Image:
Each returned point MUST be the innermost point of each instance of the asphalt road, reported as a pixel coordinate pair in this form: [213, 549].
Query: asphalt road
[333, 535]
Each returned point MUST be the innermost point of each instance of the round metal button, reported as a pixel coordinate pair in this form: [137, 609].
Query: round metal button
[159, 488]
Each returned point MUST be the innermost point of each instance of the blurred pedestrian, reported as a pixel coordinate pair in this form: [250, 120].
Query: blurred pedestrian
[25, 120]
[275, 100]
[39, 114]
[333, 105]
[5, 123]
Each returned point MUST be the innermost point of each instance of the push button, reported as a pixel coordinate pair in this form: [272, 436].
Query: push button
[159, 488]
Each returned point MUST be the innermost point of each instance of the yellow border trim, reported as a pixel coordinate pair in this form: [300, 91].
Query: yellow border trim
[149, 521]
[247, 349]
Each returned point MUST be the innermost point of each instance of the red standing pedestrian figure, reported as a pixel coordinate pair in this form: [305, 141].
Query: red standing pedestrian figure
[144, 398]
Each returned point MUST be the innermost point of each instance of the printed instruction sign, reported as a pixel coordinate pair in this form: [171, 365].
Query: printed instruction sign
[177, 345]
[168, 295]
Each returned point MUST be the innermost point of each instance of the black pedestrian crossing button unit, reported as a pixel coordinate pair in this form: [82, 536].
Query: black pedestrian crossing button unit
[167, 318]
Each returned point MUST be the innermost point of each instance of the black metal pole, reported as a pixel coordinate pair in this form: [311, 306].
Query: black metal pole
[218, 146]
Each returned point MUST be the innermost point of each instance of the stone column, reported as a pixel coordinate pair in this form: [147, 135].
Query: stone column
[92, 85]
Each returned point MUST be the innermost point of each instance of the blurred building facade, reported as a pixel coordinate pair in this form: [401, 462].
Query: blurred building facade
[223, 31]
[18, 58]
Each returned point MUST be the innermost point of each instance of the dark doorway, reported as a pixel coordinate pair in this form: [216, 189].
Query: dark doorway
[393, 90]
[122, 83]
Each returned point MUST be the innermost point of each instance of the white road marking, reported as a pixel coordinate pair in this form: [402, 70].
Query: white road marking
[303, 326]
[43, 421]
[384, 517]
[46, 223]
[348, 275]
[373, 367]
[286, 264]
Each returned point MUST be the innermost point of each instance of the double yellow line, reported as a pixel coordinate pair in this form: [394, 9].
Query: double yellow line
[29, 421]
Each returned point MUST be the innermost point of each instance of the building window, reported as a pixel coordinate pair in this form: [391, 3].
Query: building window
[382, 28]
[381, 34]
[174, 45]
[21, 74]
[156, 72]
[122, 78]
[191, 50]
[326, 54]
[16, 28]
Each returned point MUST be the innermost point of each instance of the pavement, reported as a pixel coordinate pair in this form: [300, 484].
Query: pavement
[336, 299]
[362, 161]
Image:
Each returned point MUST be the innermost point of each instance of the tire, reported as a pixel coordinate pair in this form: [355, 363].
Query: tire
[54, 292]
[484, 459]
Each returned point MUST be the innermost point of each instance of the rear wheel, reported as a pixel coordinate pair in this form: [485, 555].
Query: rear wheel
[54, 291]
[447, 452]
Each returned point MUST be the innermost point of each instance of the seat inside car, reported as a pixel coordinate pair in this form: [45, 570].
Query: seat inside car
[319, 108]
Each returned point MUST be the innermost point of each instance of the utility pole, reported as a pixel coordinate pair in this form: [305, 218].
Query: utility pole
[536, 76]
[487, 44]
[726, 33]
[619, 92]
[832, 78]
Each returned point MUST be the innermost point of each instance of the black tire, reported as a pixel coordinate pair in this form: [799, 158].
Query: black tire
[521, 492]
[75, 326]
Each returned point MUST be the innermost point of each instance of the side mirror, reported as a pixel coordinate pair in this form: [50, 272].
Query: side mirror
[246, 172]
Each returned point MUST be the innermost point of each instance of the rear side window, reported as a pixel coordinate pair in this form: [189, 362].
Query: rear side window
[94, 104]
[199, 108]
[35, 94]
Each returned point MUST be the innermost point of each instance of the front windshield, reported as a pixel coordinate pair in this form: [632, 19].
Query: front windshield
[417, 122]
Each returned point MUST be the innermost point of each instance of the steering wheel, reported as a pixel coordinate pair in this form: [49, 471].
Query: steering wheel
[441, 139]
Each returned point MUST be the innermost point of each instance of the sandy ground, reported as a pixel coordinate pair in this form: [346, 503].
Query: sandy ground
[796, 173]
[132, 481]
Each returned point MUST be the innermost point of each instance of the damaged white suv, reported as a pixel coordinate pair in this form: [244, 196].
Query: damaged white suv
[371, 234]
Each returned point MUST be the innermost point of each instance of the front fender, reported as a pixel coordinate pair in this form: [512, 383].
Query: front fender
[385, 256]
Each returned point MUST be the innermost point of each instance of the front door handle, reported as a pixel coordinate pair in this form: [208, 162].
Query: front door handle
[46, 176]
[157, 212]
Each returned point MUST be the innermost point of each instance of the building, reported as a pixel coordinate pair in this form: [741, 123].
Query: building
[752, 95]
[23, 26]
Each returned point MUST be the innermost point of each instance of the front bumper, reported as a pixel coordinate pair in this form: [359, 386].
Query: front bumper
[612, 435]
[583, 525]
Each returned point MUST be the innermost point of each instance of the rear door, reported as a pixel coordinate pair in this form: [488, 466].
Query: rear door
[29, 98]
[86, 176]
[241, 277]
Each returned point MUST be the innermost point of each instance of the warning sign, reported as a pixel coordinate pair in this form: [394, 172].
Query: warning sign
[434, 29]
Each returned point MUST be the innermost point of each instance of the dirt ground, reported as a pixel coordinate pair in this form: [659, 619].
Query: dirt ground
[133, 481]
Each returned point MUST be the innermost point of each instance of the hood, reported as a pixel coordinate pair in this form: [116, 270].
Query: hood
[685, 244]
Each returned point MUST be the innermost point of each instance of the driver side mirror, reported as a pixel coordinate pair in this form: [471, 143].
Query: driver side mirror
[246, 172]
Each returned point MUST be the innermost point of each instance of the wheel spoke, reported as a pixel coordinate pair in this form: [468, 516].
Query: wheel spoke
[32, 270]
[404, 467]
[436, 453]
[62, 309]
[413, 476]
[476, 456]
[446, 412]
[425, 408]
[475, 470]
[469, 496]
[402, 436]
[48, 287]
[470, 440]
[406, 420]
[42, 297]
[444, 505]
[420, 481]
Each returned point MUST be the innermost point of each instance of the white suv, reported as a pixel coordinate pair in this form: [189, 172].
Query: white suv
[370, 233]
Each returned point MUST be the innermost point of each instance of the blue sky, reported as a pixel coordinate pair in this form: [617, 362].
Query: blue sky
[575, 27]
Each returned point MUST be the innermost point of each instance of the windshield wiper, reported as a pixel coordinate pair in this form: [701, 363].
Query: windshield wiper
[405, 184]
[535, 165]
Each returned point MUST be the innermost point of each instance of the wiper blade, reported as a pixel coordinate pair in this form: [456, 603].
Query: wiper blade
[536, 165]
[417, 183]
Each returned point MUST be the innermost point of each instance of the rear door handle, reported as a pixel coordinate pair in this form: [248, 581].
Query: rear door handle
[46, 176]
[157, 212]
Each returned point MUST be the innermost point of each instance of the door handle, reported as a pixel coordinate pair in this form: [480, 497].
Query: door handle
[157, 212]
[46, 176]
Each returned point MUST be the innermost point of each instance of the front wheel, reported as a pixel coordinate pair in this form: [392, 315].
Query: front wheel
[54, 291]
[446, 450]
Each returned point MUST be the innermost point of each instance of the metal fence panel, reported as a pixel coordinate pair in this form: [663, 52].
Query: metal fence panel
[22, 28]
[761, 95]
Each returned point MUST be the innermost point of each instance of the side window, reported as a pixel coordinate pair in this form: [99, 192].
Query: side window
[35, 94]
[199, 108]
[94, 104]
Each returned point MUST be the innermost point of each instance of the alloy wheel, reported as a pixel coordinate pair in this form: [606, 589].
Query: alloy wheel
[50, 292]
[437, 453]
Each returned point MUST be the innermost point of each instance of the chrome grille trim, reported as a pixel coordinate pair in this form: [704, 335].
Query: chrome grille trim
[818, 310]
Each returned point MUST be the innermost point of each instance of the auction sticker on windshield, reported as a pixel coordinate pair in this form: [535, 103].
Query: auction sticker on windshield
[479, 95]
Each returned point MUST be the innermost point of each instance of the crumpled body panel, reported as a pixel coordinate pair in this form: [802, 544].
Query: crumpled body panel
☆ ☆ ☆ ☆ ☆
YOUR ASSIGNMENT
Copy all lines above containing the string "body".

RESULT OF THIS EXERCISE
Each returned point MUST be the innermost point of each instance of the crumpled body panel, reported as a pixel coordinate pair in this form: [802, 544].
Query: crumpled body panel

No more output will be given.